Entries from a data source
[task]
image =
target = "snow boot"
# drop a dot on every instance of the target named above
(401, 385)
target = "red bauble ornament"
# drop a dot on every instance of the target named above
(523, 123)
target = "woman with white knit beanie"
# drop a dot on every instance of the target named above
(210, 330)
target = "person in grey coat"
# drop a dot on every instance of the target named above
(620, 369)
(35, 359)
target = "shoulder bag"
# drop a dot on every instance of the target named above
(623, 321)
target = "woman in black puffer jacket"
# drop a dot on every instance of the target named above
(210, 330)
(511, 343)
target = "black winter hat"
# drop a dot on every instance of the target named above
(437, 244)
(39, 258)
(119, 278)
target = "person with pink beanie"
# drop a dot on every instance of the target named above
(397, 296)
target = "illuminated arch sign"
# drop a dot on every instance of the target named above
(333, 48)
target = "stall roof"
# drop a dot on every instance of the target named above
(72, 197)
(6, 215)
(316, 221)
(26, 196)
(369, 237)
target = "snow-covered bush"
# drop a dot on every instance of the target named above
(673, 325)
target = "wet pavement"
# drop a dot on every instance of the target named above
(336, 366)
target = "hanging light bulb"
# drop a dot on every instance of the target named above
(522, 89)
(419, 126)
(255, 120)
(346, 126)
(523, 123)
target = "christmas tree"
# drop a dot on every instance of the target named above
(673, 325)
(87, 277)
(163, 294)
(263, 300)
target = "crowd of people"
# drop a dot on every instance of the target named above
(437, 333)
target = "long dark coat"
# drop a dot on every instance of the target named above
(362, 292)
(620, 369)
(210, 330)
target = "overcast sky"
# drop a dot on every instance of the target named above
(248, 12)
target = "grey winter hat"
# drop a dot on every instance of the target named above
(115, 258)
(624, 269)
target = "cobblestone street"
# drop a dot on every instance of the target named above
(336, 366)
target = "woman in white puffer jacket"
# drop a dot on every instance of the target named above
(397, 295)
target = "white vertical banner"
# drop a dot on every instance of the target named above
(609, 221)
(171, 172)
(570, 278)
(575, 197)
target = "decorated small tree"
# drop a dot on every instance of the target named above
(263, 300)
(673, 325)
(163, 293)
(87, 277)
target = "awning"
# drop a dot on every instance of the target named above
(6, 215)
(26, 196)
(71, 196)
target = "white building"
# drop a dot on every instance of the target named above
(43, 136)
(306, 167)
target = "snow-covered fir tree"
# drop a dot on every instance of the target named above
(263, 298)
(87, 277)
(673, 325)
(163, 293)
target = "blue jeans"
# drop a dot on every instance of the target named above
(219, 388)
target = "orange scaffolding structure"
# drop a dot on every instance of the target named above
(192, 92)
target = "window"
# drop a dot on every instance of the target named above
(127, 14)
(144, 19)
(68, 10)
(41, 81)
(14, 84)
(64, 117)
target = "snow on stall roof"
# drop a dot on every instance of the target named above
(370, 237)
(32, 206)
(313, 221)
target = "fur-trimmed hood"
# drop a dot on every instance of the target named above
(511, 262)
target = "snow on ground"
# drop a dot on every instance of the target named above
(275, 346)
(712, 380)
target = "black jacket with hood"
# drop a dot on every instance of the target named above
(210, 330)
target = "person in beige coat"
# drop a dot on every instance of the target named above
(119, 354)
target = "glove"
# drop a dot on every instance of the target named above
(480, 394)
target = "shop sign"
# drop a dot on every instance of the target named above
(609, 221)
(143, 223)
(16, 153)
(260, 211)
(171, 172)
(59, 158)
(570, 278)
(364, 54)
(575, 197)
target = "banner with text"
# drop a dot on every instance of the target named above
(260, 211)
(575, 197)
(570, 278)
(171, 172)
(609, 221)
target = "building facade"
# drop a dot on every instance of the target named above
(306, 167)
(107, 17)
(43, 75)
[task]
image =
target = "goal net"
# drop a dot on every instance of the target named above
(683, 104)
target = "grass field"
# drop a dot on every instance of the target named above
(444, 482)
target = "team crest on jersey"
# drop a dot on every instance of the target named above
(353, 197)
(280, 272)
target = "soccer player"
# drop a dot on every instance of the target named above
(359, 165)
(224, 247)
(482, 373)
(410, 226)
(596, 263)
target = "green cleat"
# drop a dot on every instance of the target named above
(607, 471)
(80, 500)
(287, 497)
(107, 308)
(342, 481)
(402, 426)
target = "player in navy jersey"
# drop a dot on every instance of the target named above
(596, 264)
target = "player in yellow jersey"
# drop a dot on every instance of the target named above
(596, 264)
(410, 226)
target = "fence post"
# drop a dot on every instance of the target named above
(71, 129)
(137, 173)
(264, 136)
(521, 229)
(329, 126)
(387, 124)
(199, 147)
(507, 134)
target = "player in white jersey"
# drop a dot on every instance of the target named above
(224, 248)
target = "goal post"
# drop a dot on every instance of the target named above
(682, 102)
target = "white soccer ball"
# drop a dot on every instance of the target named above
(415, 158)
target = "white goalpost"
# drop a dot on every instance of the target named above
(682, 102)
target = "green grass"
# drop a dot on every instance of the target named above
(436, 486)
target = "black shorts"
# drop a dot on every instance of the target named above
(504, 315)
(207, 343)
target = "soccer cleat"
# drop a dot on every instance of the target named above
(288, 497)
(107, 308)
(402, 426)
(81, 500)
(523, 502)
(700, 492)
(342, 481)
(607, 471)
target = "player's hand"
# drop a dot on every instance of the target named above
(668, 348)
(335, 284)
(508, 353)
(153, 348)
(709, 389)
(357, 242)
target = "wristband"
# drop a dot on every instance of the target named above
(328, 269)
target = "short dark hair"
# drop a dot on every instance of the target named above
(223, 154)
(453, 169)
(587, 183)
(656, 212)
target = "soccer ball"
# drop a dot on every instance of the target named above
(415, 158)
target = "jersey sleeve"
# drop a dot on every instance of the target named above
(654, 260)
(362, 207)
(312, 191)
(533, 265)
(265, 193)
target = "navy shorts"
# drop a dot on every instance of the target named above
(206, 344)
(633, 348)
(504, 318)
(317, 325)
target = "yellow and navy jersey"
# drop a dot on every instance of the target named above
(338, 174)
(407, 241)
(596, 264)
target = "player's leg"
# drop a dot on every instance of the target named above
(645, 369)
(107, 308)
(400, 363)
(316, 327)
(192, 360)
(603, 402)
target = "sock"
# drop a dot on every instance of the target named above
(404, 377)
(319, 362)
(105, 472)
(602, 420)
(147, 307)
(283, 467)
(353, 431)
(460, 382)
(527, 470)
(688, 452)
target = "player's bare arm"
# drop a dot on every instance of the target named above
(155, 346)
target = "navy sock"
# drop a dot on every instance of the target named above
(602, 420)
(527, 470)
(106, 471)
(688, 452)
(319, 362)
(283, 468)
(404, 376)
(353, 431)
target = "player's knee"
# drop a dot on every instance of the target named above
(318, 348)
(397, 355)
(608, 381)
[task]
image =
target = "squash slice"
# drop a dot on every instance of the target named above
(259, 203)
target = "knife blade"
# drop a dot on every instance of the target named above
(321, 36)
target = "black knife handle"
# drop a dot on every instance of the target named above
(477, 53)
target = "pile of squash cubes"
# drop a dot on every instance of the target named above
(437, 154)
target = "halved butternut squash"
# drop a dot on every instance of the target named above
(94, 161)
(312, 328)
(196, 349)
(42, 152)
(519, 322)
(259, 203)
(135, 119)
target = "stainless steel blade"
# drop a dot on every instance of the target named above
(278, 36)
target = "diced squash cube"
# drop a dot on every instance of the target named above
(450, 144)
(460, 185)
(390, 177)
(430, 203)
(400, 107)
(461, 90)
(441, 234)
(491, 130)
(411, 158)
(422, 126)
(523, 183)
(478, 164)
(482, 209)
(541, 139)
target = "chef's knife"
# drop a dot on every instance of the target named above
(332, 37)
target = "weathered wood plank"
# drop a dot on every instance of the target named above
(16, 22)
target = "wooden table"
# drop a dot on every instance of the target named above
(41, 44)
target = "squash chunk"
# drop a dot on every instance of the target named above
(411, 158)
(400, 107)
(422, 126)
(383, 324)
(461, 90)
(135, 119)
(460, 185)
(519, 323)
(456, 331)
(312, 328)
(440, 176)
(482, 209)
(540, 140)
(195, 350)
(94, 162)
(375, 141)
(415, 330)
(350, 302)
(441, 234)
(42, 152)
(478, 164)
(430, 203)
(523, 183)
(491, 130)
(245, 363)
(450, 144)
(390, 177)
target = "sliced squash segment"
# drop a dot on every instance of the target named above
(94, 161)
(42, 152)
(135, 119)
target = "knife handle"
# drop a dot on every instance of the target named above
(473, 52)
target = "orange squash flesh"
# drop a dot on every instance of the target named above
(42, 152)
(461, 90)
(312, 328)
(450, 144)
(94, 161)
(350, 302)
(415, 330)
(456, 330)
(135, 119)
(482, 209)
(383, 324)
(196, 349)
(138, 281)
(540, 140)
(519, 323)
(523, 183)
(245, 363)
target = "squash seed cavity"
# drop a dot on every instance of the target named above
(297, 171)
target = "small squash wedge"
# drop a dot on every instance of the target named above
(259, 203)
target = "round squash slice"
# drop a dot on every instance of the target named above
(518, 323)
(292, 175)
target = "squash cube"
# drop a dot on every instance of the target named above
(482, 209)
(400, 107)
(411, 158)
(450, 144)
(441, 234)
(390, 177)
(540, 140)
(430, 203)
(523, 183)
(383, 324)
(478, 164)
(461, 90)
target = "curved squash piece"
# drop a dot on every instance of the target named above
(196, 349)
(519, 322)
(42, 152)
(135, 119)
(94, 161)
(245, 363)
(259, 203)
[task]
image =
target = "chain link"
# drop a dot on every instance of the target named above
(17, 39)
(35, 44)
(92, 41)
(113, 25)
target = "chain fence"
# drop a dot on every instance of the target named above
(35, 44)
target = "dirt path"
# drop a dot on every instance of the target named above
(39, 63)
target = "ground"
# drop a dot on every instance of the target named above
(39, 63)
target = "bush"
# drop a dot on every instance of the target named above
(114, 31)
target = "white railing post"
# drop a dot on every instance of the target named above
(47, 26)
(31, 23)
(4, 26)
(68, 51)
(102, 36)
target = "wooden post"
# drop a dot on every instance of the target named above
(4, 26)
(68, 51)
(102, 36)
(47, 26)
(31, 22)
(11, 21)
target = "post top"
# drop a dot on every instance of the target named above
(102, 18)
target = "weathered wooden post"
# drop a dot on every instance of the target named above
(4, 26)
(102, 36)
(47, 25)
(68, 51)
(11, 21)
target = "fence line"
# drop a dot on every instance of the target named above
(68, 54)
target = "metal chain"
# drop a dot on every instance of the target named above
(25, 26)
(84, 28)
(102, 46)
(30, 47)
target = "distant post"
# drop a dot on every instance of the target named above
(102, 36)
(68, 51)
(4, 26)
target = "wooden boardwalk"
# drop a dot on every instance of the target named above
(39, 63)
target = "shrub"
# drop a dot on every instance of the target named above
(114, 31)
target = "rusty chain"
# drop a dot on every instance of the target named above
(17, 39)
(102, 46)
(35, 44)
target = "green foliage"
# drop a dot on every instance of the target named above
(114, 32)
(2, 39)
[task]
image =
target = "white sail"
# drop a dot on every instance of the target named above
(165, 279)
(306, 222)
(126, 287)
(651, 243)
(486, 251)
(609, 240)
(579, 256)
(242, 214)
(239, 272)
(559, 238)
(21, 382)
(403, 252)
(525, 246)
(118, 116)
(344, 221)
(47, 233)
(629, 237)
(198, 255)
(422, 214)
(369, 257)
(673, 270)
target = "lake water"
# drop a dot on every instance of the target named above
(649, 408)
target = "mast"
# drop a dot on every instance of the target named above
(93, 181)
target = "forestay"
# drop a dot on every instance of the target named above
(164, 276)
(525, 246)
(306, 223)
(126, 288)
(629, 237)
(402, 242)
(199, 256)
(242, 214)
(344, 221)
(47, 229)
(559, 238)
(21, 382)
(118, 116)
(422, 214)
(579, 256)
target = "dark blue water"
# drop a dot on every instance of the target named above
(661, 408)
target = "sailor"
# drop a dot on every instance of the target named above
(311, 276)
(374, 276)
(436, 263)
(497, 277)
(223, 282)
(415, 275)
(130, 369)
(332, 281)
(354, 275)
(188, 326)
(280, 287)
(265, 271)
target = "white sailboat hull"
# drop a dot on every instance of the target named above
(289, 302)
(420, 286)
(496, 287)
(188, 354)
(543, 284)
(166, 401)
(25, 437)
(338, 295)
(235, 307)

Required task »
Please locate every line in the entries above that contains the string "sign" and copy each of those lines.

Full output »
target = "illuminated arch sign"
target = "shop sign"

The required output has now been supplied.